## The data
· · · · · · ·

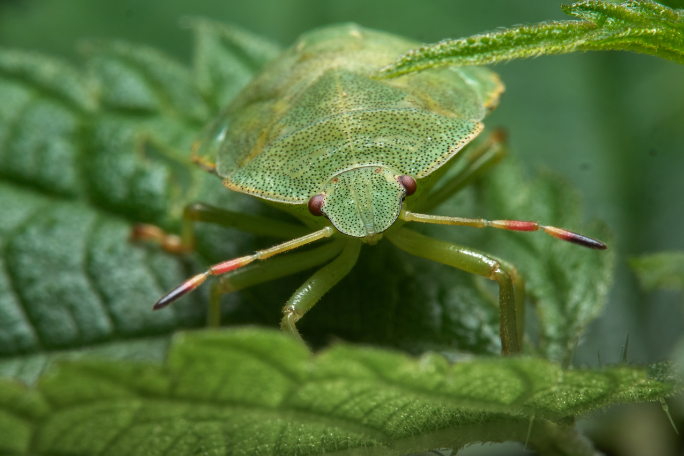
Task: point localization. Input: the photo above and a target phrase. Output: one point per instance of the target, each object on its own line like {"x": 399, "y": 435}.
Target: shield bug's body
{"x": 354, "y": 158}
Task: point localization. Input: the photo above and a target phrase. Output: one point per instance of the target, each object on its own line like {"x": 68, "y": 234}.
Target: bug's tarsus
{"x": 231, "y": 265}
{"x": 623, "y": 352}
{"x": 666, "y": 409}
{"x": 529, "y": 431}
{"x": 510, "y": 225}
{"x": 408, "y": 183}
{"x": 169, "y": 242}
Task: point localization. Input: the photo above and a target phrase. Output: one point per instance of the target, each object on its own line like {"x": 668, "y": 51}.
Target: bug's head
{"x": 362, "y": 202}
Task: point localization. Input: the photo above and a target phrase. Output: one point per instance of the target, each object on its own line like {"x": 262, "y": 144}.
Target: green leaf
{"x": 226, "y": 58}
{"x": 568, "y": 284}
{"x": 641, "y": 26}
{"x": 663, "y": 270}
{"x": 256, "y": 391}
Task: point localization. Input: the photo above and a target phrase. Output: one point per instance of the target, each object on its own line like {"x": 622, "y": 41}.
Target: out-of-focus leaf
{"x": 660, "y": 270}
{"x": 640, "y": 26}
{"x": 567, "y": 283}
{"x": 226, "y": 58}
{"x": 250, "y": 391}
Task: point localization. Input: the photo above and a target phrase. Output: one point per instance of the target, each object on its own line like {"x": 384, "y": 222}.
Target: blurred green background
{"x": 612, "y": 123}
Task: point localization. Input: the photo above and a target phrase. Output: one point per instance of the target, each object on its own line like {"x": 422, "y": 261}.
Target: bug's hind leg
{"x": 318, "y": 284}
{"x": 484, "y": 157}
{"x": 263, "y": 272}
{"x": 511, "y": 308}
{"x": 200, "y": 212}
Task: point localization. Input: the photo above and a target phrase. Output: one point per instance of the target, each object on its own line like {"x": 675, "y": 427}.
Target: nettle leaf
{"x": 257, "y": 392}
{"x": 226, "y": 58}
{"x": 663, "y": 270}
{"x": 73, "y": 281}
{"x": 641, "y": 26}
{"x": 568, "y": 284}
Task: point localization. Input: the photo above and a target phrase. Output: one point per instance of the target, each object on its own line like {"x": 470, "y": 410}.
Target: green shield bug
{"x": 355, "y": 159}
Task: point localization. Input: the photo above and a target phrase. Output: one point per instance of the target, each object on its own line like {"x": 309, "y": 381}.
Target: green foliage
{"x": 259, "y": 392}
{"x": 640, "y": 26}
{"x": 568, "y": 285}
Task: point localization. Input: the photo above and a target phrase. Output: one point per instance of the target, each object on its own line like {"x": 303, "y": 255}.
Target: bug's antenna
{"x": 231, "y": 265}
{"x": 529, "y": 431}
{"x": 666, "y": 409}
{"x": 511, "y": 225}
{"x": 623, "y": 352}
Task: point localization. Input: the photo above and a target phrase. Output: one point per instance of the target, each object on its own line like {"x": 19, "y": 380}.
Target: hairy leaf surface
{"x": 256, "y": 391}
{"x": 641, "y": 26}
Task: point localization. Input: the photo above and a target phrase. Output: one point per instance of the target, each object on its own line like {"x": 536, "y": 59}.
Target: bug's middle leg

· · · · · · ·

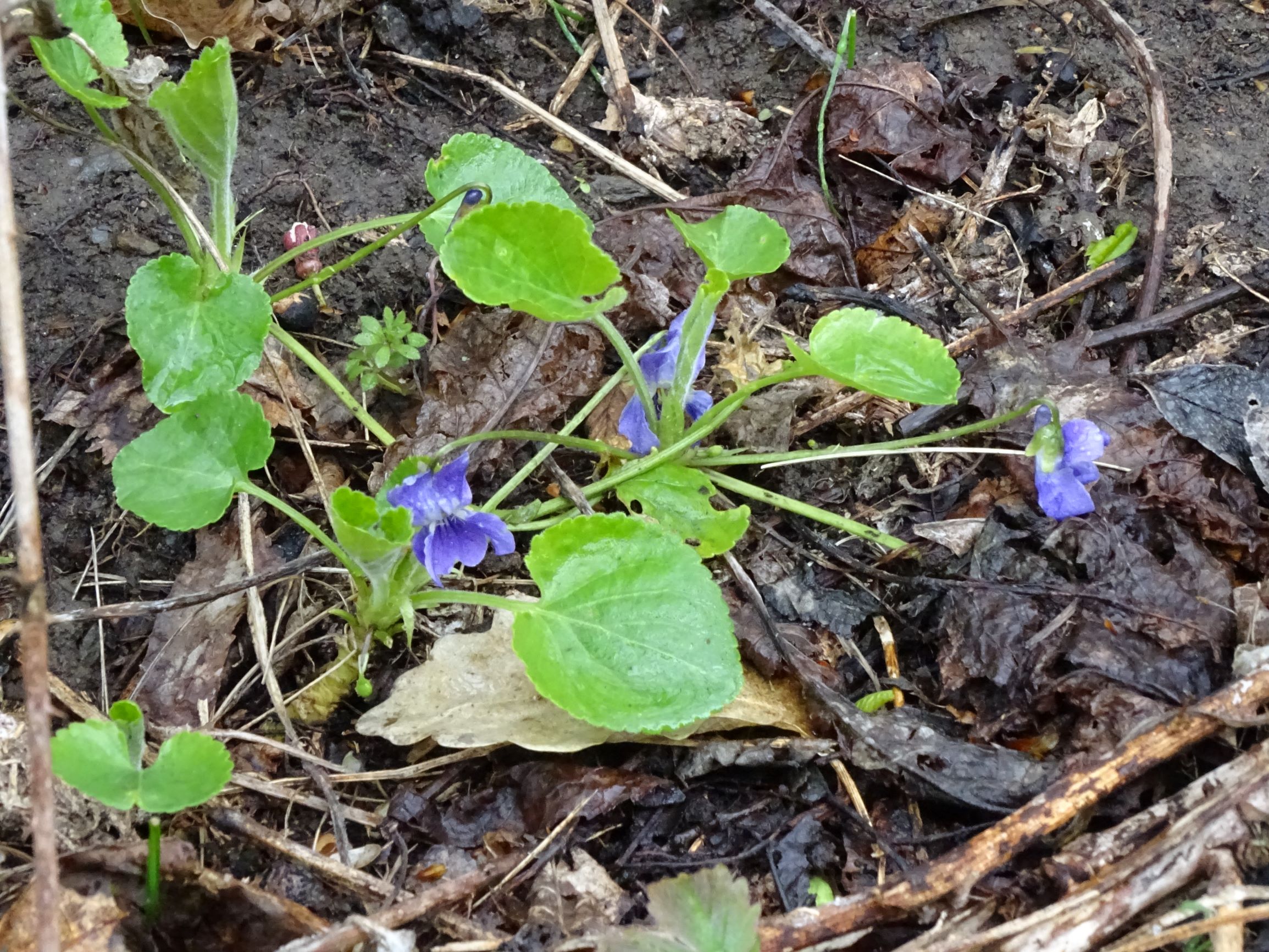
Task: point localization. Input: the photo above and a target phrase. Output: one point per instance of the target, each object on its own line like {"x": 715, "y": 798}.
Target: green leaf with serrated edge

· · · · · · ·

## Problem to work on
Copy word for word the stretch of entries above from the line that has "Target: bug's antenna" through the line that has "Target: bug's middle leg", both ends included, and nothing outside it.

## Output for this exercise
Target: bug's antenna
{"x": 231, "y": 265}
{"x": 529, "y": 431}
{"x": 666, "y": 409}
{"x": 511, "y": 225}
{"x": 623, "y": 352}
Task: point localization. Input: the photo above and a target phrase. Output: one point per instance of the target, each object on its own line like {"x": 19, "y": 380}.
Target: hairy leaf surface
{"x": 256, "y": 391}
{"x": 641, "y": 26}
Task: point localization. Input: the photo above and a target phrase. Output: one point per instance of the target, each object on its own line like {"x": 536, "y": 59}.
Target: bug's middle leg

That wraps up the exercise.